___ Input ___

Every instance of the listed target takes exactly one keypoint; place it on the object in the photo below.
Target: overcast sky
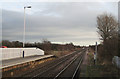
(59, 22)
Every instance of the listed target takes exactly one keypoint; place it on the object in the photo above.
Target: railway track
(69, 68)
(44, 68)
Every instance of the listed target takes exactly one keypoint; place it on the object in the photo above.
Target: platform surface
(16, 61)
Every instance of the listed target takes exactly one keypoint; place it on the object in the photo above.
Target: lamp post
(24, 29)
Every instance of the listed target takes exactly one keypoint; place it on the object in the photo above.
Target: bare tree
(107, 26)
(108, 30)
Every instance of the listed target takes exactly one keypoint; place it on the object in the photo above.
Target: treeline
(44, 45)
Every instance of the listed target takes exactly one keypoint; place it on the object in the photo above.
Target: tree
(107, 26)
(108, 30)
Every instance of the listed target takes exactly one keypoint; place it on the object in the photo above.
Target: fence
(9, 53)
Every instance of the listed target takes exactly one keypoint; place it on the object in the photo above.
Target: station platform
(17, 61)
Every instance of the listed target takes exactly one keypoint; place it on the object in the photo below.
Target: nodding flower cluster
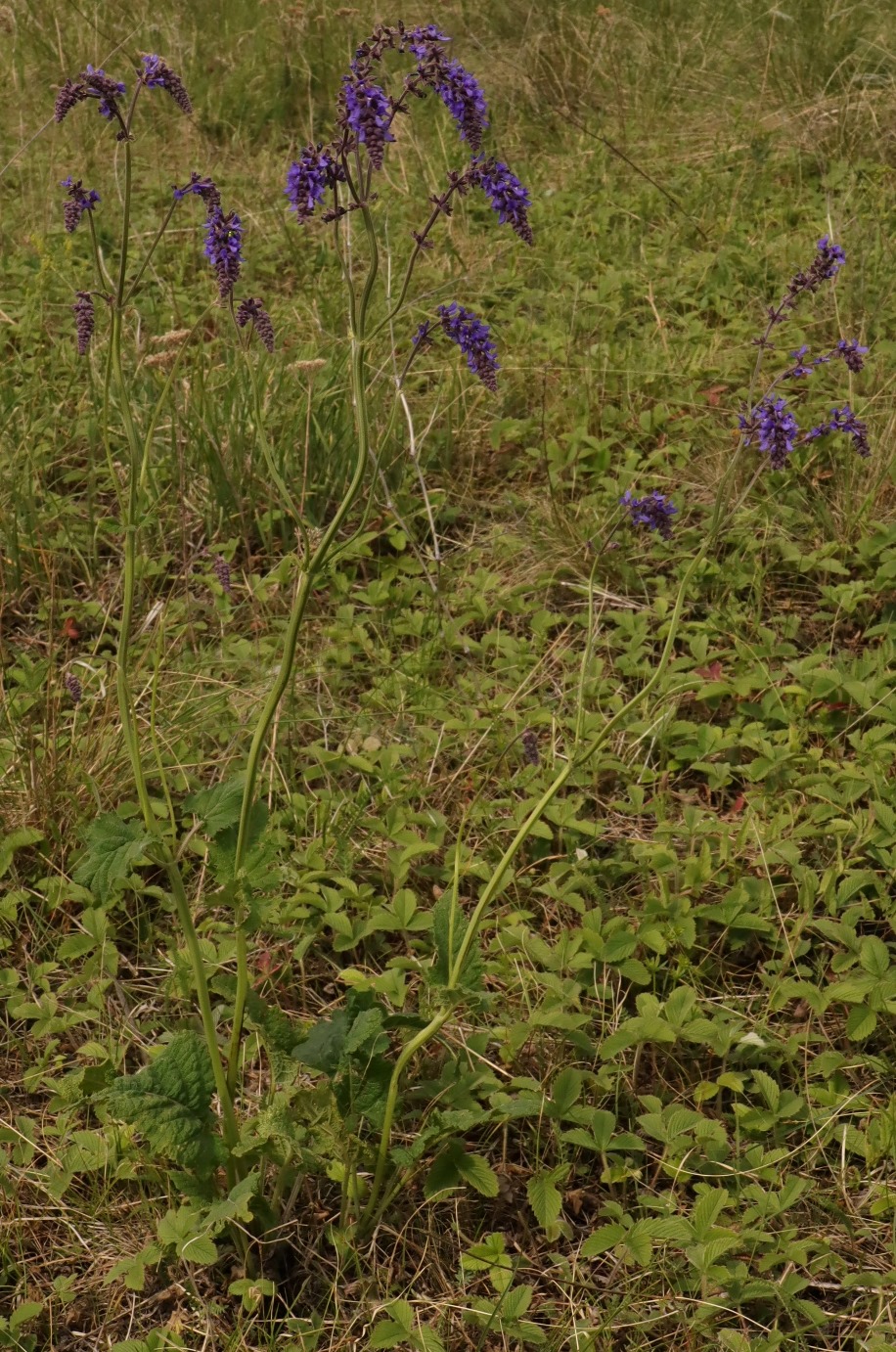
(772, 424)
(158, 74)
(653, 513)
(470, 335)
(91, 84)
(367, 116)
(77, 202)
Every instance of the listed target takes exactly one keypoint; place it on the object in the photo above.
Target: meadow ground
(666, 1115)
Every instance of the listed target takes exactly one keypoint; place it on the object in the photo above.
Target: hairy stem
(311, 568)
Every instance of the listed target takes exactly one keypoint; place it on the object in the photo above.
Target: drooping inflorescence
(473, 337)
(84, 321)
(223, 248)
(771, 422)
(251, 311)
(308, 179)
(91, 84)
(368, 113)
(653, 513)
(158, 74)
(77, 202)
(510, 199)
(199, 187)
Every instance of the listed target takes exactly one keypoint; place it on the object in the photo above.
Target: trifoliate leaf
(218, 807)
(449, 927)
(112, 848)
(545, 1196)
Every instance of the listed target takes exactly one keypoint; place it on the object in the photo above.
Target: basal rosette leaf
(169, 1103)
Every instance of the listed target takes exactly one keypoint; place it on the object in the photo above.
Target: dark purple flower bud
(530, 746)
(222, 572)
(473, 338)
(223, 240)
(99, 85)
(77, 202)
(461, 95)
(253, 311)
(852, 353)
(73, 687)
(800, 368)
(845, 421)
(204, 188)
(89, 84)
(158, 74)
(368, 113)
(510, 199)
(776, 428)
(308, 179)
(654, 512)
(84, 321)
(67, 95)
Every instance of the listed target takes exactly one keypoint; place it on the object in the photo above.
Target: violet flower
(473, 338)
(424, 39)
(852, 353)
(223, 240)
(510, 199)
(776, 428)
(84, 321)
(464, 99)
(158, 74)
(89, 84)
(654, 512)
(204, 188)
(308, 179)
(367, 113)
(845, 421)
(78, 202)
(253, 311)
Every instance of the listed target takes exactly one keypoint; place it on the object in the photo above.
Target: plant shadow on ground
(673, 1111)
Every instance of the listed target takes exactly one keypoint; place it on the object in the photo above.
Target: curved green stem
(152, 250)
(311, 568)
(496, 880)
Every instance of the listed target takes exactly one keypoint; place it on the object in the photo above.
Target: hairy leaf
(112, 848)
(169, 1104)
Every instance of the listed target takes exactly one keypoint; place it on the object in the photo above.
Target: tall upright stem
(123, 691)
(358, 314)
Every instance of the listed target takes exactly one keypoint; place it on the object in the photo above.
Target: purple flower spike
(368, 113)
(223, 240)
(852, 353)
(829, 260)
(73, 687)
(778, 430)
(77, 203)
(308, 179)
(204, 188)
(473, 338)
(510, 199)
(654, 512)
(89, 84)
(461, 95)
(421, 41)
(84, 321)
(67, 95)
(158, 74)
(253, 311)
(102, 87)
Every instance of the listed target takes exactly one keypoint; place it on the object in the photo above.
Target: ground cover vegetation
(448, 824)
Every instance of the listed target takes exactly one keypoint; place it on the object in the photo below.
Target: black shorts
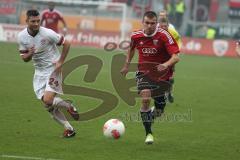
(157, 88)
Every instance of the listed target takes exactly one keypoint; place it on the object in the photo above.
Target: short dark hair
(163, 20)
(150, 14)
(32, 12)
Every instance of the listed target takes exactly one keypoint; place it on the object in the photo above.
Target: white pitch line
(25, 157)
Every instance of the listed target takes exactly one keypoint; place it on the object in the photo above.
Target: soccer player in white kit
(40, 45)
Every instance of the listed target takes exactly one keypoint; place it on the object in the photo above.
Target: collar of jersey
(150, 34)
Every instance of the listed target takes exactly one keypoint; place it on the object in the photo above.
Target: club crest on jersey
(155, 42)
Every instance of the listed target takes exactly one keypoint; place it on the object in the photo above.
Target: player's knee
(160, 102)
(48, 101)
(146, 96)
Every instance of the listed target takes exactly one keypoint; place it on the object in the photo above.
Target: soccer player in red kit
(51, 17)
(157, 54)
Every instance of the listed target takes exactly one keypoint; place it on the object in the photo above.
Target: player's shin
(59, 117)
(147, 119)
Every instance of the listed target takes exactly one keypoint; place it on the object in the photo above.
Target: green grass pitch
(207, 91)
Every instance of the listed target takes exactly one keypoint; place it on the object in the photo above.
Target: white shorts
(52, 83)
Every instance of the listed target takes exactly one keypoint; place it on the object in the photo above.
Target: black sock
(147, 119)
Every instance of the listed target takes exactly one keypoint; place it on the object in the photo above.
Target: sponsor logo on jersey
(155, 42)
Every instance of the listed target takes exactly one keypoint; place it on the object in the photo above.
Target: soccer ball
(113, 128)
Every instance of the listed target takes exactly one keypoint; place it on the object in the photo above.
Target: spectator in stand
(50, 18)
(237, 34)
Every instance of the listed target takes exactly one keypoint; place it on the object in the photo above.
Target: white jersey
(46, 51)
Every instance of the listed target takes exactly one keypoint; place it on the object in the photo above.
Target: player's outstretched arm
(65, 50)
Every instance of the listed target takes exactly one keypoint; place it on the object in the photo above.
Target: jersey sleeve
(170, 43)
(133, 41)
(176, 36)
(55, 38)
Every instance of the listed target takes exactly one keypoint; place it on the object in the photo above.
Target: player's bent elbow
(26, 59)
(67, 43)
(176, 58)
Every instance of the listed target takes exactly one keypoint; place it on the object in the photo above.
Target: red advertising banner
(8, 7)
(218, 47)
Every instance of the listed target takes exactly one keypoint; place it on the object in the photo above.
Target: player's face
(163, 25)
(33, 23)
(149, 25)
(51, 6)
(162, 15)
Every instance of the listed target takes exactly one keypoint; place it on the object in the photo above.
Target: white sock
(58, 102)
(61, 119)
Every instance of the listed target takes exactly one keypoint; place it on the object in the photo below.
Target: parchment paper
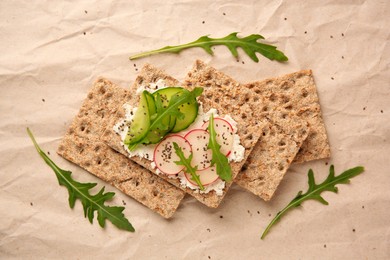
(52, 51)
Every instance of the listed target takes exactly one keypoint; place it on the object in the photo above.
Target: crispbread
(273, 154)
(282, 131)
(81, 145)
(297, 92)
(248, 129)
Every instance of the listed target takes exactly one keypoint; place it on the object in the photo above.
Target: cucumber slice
(140, 123)
(155, 135)
(190, 110)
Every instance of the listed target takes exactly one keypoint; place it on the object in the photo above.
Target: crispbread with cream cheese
(248, 130)
(282, 132)
(81, 145)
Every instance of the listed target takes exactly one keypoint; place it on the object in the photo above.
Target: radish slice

___

Leaving the pictures aside, transcribe the entire listing exactly.

Every instance of the listed target takes exactly one keypoint; place it on the object in the photo below.
Target: overcast sky
(59, 22)
Every instance of the listed target takes exactly one keypoint; place it on the object in the photo above.
Target: railway track
(69, 68)
(44, 68)
Every instance of the listed target takes exactly one keypoint; place it on the object in the photo above.
Target: platform surface
(16, 61)
Every instance of the listed target takes exactly one keypoint; place it on the object in the photo above.
Target: lamp post
(24, 29)
Every instance of the listed target takes exactly one keypoint; place it on the object in the photo above.
Target: bare tree
(107, 26)
(108, 30)
Every instance of the listed target takes exactly one keypoint; place it on the object in the photo above.
Target: treeline
(44, 45)
Every instance of the listed target takes exactly one keypoint; place it on the object in the photo above.
Target: tree
(107, 26)
(108, 30)
Every instance of the listed target takes exactly one keypoint; place it on the object in the photo above.
Target: fence
(9, 53)
Every instance of the listed target takes exactly one keypoint; place it on the object in the photo above.
Target: station platform
(17, 61)
Every instance of the listed target takes exactly one keypoint; place it on the object in the photo below.
Target: nodding flower cluster
(772, 424)
(158, 74)
(653, 513)
(470, 335)
(91, 84)
(367, 116)
(77, 202)
Every instance of the listed target takes exactly one keypoint; place it on the object in the photo above.
Target: meadow ground
(666, 1115)
Every instance of the listed target takes exactly one keypoint; place it on the object in the photo above.
Target: hairy stem
(311, 568)
Every instance of the listed target takes exactly one keypoint; place it on the object in the photo above.
Target: drooping inflorescence
(473, 337)
(84, 321)
(223, 248)
(771, 422)
(251, 311)
(308, 179)
(91, 84)
(368, 113)
(653, 513)
(158, 74)
(77, 202)
(510, 199)
(199, 187)
Every instance of the listed target takes exactly one keypoint; place it on the object in the photo above.
Target: trifoliate leaf
(218, 807)
(449, 927)
(112, 848)
(545, 1196)
Every instance of the listed target takes exactly one keypoint; place it on the object in the photo above.
Target: basal rosette leaf
(169, 1103)
Every instance of the listed target takes exactly one keypoint; place it on the object in the photo above.
Target: dark purple flower bud
(530, 746)
(222, 572)
(473, 338)
(223, 240)
(99, 85)
(77, 202)
(461, 95)
(253, 311)
(852, 353)
(73, 687)
(800, 368)
(845, 421)
(204, 188)
(89, 84)
(158, 74)
(368, 113)
(510, 199)
(776, 428)
(308, 179)
(654, 512)
(84, 321)
(67, 95)
Every instance of the listed target takes exactly one keypoint; place it on the object in the photo above.
Target: violet flower
(473, 338)
(424, 39)
(852, 353)
(223, 240)
(510, 199)
(776, 428)
(84, 321)
(464, 99)
(158, 74)
(89, 84)
(654, 512)
(204, 188)
(308, 179)
(367, 113)
(845, 421)
(78, 202)
(253, 311)
Every instance of the listed target takes exactly one keypoint; place it on the object in the photo above.
Target: plant shadow on ground
(673, 1111)
Every instance of the listed target takes exactly one keypoint; place it on the object in the photo above.
Target: curved green stem
(152, 250)
(311, 568)
(496, 880)
Every instance of the listed target takes exactly one keypoint; place it on the object in the photo above.
Target: hairy leaf
(112, 848)
(169, 1104)
Every instance of the listed target takes exactly one keypoint; place it on the object in the photo above.
Target: tall upright stem
(123, 691)
(358, 314)
Every instance of the listed target takes exactly one keypoint; place it on the object in the photo above.
Target: purple flower spike
(368, 113)
(223, 240)
(852, 353)
(829, 260)
(73, 687)
(778, 430)
(77, 203)
(308, 179)
(204, 188)
(473, 338)
(510, 199)
(654, 512)
(89, 84)
(461, 95)
(421, 41)
(84, 321)
(67, 95)
(158, 74)
(253, 311)
(102, 87)
Every instance of the listed target takes exactly one keypoint; place it on the object in the photo above.
Target: ground cover vegetation
(448, 824)
Every instance of the listed target takes exactly one keypoint; place it on the object in the photo below.
Target: black shorts
(157, 88)
Every instance of the listed target takes exactly one keypoint; place it on the object in the photo above.
Target: short dark hair
(163, 20)
(150, 14)
(32, 12)
Every instance of the listed target takes exactly one keypoint; place it on the object in the photo above.
Target: white pitch line
(25, 157)
Every instance of the listed target takes exactly one keypoint; place it on the object in the photo above.
Target: soccer player in white kit
(40, 45)
Every instance of the listed target takes exactly one keypoint; place it on the object in the photo above.
Target: collar of jersey
(150, 34)
Every instance of the listed target takes exactly one keypoint; place it on the object in the photo above.
Target: club crest on jersey
(155, 42)
Every instance of the listed target takes exactly one keypoint; place it on the object in the photo above.
Target: player's knee
(160, 102)
(48, 101)
(146, 96)
Every instance of the listed target takes exactly one keypoint; place it on the object in the photo above.
Target: soccer player in red kit
(51, 17)
(157, 54)
Every instance of the listed target takes exactly one keypoint; place it on the object in the photo above.
Target: player's shin
(59, 117)
(147, 119)
Every instance of the listed target takes exactly one keypoint; place it on the object in the photo above.
Target: green grass pitch
(207, 91)
Every instance of the listed target takes exactly one keypoint; place it on the object in the photo above.
Target: white shorts
(52, 83)
Every instance of the listed target takes exactly one keypoint; place it on the object in the photo above.
Target: black sock
(147, 119)
Every instance of the listed target takes exactly one keypoint; place it on the object in the photo above.
Target: sponsor logo on jersey
(155, 42)
Every instance of the listed target takes exactly one keypoint; place it on the object in the photo above.
Target: soccer ball
(113, 128)
Every instance of the listed target takes exactly one keypoint; place it on the object in the photo above.
Target: spectator in stand
(50, 18)
(237, 34)
Every instance of the listed target takes exactly one keypoint; place it on the object in the photo above.
Target: white jersey
(46, 51)
Every instance of the listed target takes exactly one keypoint; place it on the object in the photo above.
Target: player's outstretched arm
(65, 50)
Every instance of the listed target takes exactly one keypoint; place it on the object in the photo above.
Target: jersey sleeve
(170, 43)
(133, 41)
(176, 36)
(55, 38)
Every instance of the listed target takes exactly one keypoint; place it on the object in the photo above.
Target: player's bent elbow
(26, 59)
(67, 43)
(176, 58)
Every instance of the listed target takes exactly one keypoint; place it on the object in the photo above.
Target: red advertising banner
(8, 7)
(218, 47)
Every instance of the listed target takes exactly one keypoint; place it on the object in the photo above.
Target: player's face
(163, 25)
(33, 23)
(149, 25)
(51, 6)
(162, 15)
Every instance of the listed target takes exactly one keypoint; place it on the object in the photo above.
Target: white sock
(58, 102)
(61, 119)
Every instance of the listed target takes exactly one keypoint; place it on the object in the photo below.
Target: parchment paper
(52, 51)
Every instance of the listed target takes exactly one keypoint; place it on the object in the photo above.
Target: crispbread
(273, 154)
(282, 131)
(81, 145)
(297, 92)
(248, 129)
Every instance of the listed target takes exactly one keypoint; place it on the object in the photo above.
Target: cucumber slice
(140, 123)
(155, 135)
(190, 110)
Every instance of the listed target takes exactly one keypoint; place it on the object in the photo above.
Target: crispbread with cream cheese
(248, 130)
(282, 132)
(81, 145)
Every instance of the listed target takes exactly one keypoint; place it on the object in the photo above.
Target: radish slice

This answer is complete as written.